原文:
2024年8月,德国正式成为“联合国军”的第18个会员国,这也是位于韩国的“联合国军”司令部首次迎来新成员。此前,德国一直被排除在“朝鲜战争医疗支援国家名单”之外,理由是德国在朝鲜停战协定缔结之后才向“联合国军”提供了医疗支援。

作为“联合国军”司令部的驻地,韩国并非一开始就支持德国加入。文在寅执政时期,韩国积极寻求收回战时指挥权,担心美国有可能通过“联合国军”司令部来维持对韩国军队的控制,使收回战时指挥权的效果大打折扣。韩国的担心不无根据,美国自2014年起试图加强“联合国军”司令部,司令部的工作人员开始大幅增加,很快从30~40人增加到百人以上。之前一直由美国人担任的副司令也由来自英国、加拿大、澳大利亚的三星将军担任。美国有意把“联合国军”司令部强化为“多国军事机构”,并单方面邀请德国派遣军官,引起了韩方的反对。

所给材料:
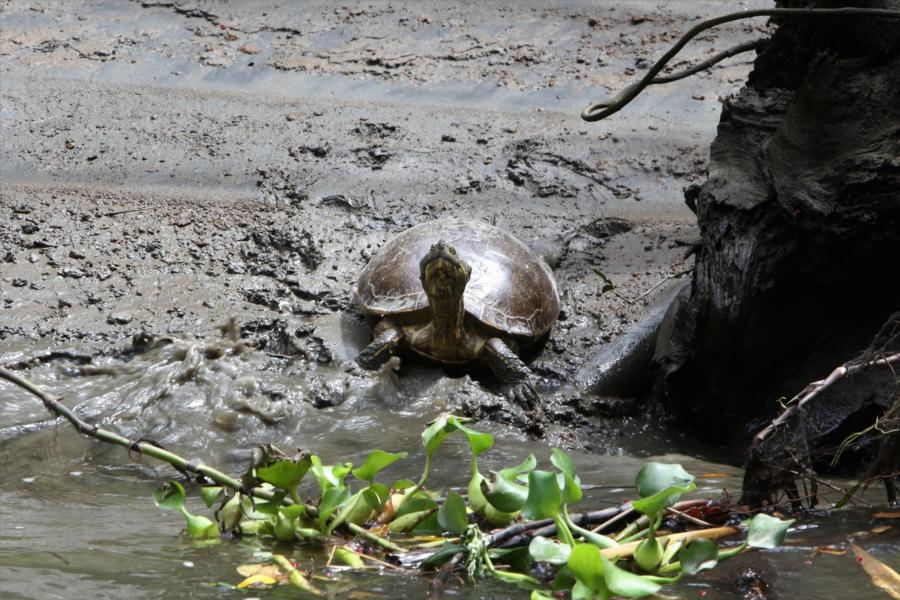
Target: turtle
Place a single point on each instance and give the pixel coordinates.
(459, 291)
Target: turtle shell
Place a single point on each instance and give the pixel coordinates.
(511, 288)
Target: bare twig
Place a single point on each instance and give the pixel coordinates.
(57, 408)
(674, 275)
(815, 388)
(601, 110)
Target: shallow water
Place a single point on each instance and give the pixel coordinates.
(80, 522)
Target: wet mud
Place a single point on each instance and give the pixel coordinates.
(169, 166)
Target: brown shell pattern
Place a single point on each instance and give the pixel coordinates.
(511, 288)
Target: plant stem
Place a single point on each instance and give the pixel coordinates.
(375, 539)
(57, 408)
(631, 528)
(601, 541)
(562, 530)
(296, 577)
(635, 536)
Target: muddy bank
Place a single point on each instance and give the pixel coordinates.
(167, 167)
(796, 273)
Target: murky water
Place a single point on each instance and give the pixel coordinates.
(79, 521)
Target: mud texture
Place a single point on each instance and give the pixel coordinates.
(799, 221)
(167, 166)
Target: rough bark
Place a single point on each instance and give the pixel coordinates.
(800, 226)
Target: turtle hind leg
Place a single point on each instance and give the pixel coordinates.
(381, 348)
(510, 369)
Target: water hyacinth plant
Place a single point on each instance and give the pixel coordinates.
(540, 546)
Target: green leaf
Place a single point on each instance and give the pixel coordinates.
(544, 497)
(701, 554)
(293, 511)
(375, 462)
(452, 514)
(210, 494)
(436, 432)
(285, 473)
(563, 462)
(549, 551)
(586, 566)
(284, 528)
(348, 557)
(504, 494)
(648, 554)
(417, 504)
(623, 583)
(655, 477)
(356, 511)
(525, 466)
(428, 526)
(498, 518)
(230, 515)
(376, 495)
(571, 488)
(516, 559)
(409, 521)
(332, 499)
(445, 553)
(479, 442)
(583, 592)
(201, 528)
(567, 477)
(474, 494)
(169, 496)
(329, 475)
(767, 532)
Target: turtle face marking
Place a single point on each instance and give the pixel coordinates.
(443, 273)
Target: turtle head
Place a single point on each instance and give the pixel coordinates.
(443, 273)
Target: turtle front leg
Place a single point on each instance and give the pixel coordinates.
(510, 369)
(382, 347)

...

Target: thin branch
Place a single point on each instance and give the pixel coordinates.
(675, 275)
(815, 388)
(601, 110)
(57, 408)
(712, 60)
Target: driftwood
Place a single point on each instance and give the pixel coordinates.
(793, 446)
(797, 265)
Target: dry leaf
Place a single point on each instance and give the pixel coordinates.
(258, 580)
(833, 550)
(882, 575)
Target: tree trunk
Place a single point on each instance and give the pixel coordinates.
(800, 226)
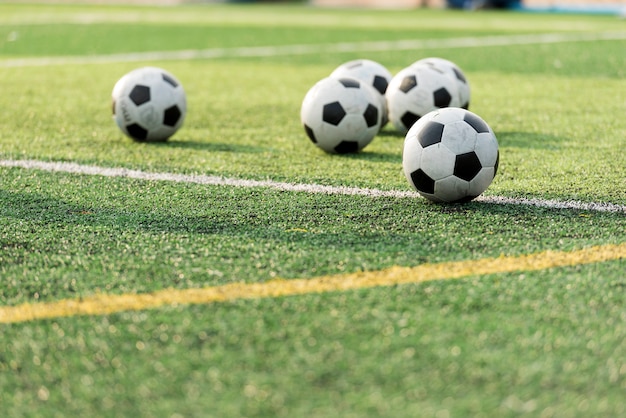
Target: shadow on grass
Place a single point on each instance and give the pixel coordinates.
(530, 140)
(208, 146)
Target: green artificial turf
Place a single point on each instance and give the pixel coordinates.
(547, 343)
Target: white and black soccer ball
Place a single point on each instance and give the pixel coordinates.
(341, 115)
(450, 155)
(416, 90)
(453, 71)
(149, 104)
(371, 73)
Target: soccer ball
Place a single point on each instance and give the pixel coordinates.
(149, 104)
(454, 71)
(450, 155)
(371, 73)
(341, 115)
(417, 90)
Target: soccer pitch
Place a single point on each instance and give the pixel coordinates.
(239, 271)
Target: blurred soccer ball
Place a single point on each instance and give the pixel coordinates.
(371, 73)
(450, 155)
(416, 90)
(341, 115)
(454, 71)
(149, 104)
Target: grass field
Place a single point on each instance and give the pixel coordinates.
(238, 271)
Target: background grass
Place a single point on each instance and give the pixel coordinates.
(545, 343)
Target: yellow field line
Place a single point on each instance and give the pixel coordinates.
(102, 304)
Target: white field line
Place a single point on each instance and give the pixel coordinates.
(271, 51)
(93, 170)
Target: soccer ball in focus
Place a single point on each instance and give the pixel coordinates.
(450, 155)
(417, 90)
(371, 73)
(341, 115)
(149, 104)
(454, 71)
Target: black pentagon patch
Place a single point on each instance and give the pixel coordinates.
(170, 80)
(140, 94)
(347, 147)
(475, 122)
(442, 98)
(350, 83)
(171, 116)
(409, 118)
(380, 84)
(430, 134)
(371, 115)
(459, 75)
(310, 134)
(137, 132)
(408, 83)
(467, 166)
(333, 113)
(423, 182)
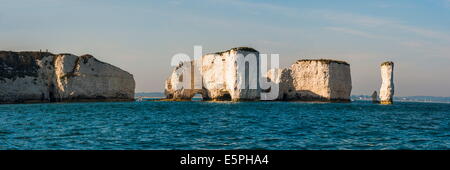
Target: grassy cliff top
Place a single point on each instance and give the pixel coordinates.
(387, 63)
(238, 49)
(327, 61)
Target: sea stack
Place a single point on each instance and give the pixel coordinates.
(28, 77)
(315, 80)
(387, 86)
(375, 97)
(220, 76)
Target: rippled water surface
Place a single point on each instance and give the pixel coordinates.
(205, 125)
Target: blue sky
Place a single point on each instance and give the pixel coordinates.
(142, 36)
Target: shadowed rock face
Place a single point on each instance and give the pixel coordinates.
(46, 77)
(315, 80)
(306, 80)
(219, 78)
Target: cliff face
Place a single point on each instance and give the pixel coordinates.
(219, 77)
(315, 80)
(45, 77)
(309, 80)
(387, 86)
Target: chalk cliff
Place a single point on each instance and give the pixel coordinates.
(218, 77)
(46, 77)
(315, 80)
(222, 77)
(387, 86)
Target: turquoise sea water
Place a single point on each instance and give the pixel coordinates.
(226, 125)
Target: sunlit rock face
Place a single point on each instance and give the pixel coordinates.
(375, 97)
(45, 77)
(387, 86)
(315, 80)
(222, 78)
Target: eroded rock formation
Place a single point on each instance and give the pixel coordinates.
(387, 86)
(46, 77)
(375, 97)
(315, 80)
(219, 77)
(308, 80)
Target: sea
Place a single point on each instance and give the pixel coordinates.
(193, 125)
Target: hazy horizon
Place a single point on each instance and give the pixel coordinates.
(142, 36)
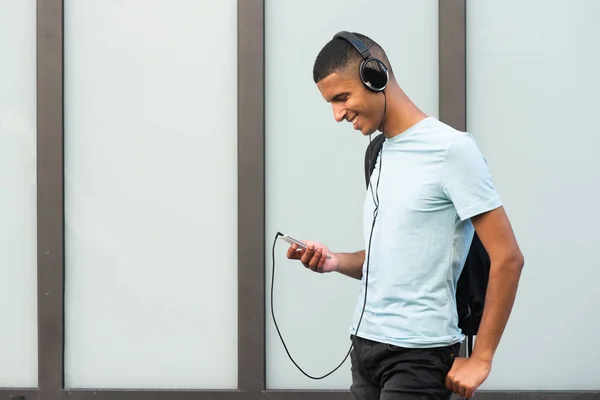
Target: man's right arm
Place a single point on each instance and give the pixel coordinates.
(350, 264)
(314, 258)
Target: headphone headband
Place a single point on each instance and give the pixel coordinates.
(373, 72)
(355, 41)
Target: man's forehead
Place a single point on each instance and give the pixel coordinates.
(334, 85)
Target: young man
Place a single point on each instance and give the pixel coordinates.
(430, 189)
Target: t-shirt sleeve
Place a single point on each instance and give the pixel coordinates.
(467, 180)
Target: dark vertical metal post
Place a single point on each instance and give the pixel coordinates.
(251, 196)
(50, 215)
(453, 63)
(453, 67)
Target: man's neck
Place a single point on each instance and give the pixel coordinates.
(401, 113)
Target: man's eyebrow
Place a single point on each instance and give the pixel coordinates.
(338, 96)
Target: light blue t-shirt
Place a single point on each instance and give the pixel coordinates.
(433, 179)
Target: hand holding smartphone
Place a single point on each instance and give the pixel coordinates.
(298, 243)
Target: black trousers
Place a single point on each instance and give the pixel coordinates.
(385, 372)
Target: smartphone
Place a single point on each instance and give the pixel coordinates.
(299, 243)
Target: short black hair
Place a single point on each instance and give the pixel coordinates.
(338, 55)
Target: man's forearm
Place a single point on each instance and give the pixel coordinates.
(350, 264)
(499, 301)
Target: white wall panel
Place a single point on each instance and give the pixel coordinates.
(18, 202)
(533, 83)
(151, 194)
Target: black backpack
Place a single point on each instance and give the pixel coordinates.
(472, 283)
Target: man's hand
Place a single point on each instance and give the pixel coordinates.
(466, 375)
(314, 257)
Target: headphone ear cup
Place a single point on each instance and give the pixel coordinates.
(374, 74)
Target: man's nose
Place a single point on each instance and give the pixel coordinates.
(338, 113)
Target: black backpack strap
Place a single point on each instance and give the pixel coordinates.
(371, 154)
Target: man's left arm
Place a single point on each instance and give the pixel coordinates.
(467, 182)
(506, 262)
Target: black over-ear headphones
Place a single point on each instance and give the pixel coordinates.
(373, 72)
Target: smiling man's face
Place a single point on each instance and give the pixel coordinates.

任务说明: 请把关于“联合国军”的原文中以含有“2024年8月,德国正式成为”的词句开头、以“派遣军官,引起了韩方的反对。”结尾的部分重写一遍,并将其中的“司令部”替换为“指挥部”。

书面回答:
2024年8月,德国正式成为“联合国军”的第18个会员国,这也是位于韩国的“联合国军”指挥部首次迎来新成员。此前,德国一直被排除在“朝鲜战争医疗支援国家名单”之外,理由是德国在朝鲜停战协定缔结之后才向“联合国军”提供了医疗支援。

作为“联合国军”指挥部的驻地,韩国并非一开始就支持德国加入。文在寅执政时期,韩国积极寻求收回战时指挥权,担心美国有可能通过“联合国军”指挥部来维持对韩国军队的控制,使收回战时指挥权的效果大打折扣。韩国的担心不无根据,美国自2014年起试图加强“联合国军”指挥部,指挥部的工作人员开始大幅增加,很快从30~40人增加到百人以上。之前一直由美国人担任的副司令也由来自英国、加拿大、澳大利亚的三星将军担任。美国有意把“联合国军”指挥部强化为“多国军事机构”,并单方面邀请德国派遣军官,引起了韩方的反对。